Task list »
(1) Using the passage on the Sorrowful and Immaculate Heart of Mary, explain in one to three sentences where the book's title came from.
(2) Answer these questions from the passage on the Sorrowful and Immaculate Heart of Mary:
(a) In what year was a Mass in honour of the "Most Pure Heart of Mary" permitted in Palermo?
(b) Which religious sister claimed in 1840 to have had a vision asking for a green scapular to be promoted?
(c) On what date did Cardinal Mercier grant the 100-day indulgence?
(3) Summarize the passage on the Sorrowful and Immaculate Heart of Mary in two sentences.

Document segment »
######
The Sorrowful and Immaculate Heart of Mary is a book based on the private revelations reported by the Roman Catholic mystic Berthe Petit (1870–1943), and the object of a particular kind of devotion described therein.

The heart of the Virgin Mary has been referred to in different ways as the Christian tradition has developed. In a 1910 Catholic Encyclopaedia article Jean Bainvel article refers to the "Heart of Mary", noting that a Mass in honour of the "Most Pure Heart of Mary" was permitted in Palermo in 1799 and throughout the Catholic Church from 1855. In the same period, France saw the founding of an Archconfraternity of the "Immaculate Heart of Mary". In 1840, a French religious sister, Justine Bisqueyburu, claimed to have experienced a vision from the Virgin Mary requesting the promotion of a green scapular with an image of the heart of Mary and the inscription "Immaculate Heart of Mary, pray for us now and at the hour of our death." There is no apparent precedent for the title "Sorrowful and Immaculate Heart" which was specifically promoted by Petit, in response to the revelations she believed she had received.

Berthe Petit was a gifted child who reported conversations with Jesus Christ from an early age. She suffered health problems most of her life and reported that Jesus and the Virgin Mary spoke to her.

Petit derived the title of the book from revelations she purportedly received in which Jesus told her: "Teach souls to love the Heart of My Mother pierced by the very arrows which pierced mine." Petit believed that she was entrusted with the mission to spread devotion to the Sorrowful and Immaculate Heart of Mary. Elements of this particular devotion included the invocation "Sorrowful and Immaculate Heart of Mary, pray for us" and the consecration of the whole world to the Sorrowful and Immaculate Heart of Mary.

On 13 March 1911, Cardinal Mercier of Belgium granted an indulgence of 100 days to any Catholic in Belgium who prayed the formula: "Sorrowful and Immaculate Heart of Mary, pray for us who have recourse to thee." On 28 September 1915, in the midst of the First World War, Pope Benedict XV extended the same indulgence throughout the world, a year later enriching the indulgence by 300 days. (The source does not clarify whether 'enriching' constituted replacing 100 by 300, or adding the two to constitute a 400 days' indulgence).
######
Extracted information »
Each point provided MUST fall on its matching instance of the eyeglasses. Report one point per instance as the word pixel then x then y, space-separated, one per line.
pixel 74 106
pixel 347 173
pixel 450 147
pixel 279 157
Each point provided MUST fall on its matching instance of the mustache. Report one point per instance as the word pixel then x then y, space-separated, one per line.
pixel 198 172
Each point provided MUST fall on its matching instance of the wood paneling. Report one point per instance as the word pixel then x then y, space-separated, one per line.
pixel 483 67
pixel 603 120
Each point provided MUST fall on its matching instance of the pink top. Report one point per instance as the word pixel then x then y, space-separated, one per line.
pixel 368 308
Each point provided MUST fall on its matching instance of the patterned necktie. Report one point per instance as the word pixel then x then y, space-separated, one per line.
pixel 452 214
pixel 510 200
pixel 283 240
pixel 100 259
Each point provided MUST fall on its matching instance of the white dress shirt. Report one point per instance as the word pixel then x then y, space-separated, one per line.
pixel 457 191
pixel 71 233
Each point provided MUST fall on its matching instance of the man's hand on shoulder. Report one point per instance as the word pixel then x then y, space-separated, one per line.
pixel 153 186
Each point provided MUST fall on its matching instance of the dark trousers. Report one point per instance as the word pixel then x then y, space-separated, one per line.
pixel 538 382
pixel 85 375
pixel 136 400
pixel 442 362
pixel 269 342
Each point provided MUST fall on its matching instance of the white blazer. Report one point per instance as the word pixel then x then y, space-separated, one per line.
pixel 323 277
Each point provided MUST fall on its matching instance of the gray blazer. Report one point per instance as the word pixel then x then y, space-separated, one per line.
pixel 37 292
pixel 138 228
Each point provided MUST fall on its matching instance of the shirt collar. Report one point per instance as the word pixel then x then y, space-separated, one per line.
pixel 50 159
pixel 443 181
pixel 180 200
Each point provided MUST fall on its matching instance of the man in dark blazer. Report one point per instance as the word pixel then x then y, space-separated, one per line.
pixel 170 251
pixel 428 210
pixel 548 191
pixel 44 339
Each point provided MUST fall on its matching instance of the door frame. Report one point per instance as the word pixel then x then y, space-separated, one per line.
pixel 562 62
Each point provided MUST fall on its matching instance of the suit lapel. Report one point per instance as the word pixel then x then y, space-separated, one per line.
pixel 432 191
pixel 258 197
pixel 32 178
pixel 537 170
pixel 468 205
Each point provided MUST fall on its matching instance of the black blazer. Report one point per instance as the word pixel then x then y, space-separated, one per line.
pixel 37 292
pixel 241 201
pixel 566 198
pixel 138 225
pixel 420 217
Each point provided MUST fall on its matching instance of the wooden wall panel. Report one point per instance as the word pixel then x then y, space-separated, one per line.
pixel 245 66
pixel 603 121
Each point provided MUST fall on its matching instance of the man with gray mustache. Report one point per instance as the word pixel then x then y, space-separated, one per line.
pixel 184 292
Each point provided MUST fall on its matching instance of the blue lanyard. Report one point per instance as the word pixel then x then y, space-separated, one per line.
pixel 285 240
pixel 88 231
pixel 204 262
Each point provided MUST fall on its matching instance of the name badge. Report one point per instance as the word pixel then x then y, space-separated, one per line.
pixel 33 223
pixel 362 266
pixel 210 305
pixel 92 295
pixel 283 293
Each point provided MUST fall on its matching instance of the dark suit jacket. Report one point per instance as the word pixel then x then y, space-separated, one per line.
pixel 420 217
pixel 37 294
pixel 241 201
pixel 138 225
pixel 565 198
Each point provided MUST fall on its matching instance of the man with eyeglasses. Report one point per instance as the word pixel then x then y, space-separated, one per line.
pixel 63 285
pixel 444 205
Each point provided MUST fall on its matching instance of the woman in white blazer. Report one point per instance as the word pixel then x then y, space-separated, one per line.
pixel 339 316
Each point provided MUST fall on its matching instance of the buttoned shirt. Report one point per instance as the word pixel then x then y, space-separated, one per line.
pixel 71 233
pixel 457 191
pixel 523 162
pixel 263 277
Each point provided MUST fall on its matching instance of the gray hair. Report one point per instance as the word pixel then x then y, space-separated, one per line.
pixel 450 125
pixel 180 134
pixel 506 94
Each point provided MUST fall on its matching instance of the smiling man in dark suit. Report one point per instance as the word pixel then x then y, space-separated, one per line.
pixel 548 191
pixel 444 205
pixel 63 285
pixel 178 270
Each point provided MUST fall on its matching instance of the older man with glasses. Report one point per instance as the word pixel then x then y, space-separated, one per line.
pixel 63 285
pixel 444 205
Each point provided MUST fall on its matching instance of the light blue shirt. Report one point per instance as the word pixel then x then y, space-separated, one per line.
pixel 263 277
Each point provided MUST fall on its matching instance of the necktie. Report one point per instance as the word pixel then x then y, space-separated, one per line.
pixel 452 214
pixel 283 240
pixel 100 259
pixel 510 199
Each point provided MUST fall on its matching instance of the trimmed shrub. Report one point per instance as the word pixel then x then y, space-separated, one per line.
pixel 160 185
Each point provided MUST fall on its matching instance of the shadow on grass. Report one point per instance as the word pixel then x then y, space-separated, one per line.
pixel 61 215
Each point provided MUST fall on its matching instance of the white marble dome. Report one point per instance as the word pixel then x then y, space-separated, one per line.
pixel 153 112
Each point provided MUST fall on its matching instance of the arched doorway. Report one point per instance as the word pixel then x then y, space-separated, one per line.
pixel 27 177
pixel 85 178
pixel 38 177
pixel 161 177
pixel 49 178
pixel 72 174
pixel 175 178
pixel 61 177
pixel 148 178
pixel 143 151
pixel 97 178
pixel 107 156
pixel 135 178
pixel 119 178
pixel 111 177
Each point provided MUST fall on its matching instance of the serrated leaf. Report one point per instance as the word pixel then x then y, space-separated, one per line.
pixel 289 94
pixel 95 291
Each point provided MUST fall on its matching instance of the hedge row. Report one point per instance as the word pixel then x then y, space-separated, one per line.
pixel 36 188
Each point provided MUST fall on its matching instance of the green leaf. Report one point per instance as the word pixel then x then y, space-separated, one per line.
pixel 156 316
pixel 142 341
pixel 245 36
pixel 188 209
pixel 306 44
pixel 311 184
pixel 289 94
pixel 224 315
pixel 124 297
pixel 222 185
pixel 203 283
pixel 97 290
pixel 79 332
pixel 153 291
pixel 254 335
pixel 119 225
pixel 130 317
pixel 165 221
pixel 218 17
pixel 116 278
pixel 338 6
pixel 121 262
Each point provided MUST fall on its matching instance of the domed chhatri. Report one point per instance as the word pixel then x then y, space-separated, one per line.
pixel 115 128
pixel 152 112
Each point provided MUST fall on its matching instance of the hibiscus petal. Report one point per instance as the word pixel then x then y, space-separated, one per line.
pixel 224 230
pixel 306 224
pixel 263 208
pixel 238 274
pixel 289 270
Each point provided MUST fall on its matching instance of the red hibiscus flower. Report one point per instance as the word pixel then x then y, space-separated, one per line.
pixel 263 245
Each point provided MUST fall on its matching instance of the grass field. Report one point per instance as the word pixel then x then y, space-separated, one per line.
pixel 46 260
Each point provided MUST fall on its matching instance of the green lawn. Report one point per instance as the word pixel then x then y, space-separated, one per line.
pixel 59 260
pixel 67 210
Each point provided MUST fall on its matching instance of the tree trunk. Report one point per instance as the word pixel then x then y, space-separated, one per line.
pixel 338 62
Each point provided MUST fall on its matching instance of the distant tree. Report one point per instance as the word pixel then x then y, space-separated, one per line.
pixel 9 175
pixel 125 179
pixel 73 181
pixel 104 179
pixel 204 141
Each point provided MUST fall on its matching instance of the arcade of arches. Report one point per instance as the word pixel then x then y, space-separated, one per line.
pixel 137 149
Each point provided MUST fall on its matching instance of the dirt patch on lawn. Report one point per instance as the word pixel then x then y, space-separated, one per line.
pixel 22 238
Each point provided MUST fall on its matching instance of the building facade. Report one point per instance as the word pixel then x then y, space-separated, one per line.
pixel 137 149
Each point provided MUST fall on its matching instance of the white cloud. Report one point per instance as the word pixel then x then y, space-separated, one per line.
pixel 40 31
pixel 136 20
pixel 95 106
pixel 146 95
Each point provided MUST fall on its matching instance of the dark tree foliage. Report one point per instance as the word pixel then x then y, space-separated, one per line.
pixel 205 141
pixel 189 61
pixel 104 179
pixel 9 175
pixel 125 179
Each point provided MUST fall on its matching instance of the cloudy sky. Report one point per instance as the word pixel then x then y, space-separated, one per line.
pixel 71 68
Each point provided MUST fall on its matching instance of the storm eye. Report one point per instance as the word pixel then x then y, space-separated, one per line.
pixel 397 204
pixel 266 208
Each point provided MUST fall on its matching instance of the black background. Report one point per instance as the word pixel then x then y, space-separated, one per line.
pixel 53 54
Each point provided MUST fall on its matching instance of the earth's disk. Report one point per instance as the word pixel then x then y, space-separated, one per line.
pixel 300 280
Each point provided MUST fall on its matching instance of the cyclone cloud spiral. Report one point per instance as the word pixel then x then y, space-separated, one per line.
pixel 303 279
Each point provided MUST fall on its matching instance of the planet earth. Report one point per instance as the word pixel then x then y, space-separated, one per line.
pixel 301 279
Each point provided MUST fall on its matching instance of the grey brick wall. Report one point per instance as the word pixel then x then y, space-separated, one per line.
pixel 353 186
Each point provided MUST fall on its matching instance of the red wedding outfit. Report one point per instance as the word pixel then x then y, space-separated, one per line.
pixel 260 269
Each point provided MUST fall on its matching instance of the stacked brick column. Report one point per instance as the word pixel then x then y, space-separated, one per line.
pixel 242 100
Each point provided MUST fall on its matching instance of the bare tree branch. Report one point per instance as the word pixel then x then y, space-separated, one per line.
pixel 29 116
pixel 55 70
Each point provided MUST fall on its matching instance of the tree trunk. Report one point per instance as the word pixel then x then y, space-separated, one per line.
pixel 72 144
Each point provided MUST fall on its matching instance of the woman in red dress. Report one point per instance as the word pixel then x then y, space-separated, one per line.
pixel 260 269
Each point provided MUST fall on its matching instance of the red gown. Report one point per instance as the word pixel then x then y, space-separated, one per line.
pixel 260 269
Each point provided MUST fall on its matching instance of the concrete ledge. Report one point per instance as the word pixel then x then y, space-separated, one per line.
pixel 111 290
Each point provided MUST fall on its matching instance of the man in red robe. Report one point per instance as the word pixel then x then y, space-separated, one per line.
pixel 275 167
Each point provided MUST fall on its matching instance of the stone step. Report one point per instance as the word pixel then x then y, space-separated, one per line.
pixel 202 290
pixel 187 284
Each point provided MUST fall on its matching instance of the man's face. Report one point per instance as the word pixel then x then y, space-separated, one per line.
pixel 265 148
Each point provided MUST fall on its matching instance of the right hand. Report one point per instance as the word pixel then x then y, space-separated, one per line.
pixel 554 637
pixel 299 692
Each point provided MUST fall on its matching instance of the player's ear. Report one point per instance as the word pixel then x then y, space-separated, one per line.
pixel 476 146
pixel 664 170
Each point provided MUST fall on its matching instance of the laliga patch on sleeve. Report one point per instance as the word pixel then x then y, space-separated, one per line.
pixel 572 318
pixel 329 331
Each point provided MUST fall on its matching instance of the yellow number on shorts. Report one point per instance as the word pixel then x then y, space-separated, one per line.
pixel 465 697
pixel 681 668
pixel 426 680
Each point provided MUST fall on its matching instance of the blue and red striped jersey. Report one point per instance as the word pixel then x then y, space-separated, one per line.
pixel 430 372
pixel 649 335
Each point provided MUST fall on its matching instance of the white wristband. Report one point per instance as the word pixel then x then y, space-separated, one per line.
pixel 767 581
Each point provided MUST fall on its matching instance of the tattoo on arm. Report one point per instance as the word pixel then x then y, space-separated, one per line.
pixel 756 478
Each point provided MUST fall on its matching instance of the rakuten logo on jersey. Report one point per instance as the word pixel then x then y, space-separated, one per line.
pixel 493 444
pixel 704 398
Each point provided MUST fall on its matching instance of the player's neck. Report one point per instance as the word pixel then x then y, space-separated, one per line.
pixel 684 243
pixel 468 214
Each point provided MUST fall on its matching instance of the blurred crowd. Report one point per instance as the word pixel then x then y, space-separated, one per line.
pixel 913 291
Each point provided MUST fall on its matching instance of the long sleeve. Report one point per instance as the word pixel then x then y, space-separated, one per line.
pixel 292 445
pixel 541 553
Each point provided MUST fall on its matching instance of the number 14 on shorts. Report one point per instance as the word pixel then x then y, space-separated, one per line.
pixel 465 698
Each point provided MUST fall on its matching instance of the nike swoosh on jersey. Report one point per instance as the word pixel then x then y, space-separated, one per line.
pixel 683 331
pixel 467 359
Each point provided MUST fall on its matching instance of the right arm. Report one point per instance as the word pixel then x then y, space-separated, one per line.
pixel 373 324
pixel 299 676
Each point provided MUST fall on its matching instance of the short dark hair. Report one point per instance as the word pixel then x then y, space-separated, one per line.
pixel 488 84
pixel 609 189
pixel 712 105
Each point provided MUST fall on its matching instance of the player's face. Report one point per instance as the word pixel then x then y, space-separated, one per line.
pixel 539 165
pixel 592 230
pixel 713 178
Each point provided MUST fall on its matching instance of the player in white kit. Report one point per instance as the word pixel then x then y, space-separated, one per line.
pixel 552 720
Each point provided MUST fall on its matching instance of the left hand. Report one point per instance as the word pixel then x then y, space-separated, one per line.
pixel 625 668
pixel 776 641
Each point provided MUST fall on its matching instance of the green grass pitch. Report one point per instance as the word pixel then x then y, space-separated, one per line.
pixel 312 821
######
Exercise answers »
(1) Berthe Petit took the title from revelations she believed she had received, in which Jesus told her: "Teach souls to love the Heart of My Mother pierced by the very arrows which pierced mine." The title "Sorrowful and Immaculate Heart" has no apparent precedent. Petit promoted it in response to those revelations.

(2)
(a) 1799
(b) Justine Bisqueyburu
(c) 13 March 1911

(3) The Sorrowful and Immaculate Heart of Mary is a book and a devotion based on revelations reported by the Catholic mystic Berthe Petit, who believed she was entrusted with spreading devotion under this title, which has no apparent precedent. The devotion's invocation first received a 100-day indulgence from Cardinal Mercier in Belgium in 1911, and Pope Benedict XV extended that indulgence to the whole world in 1915.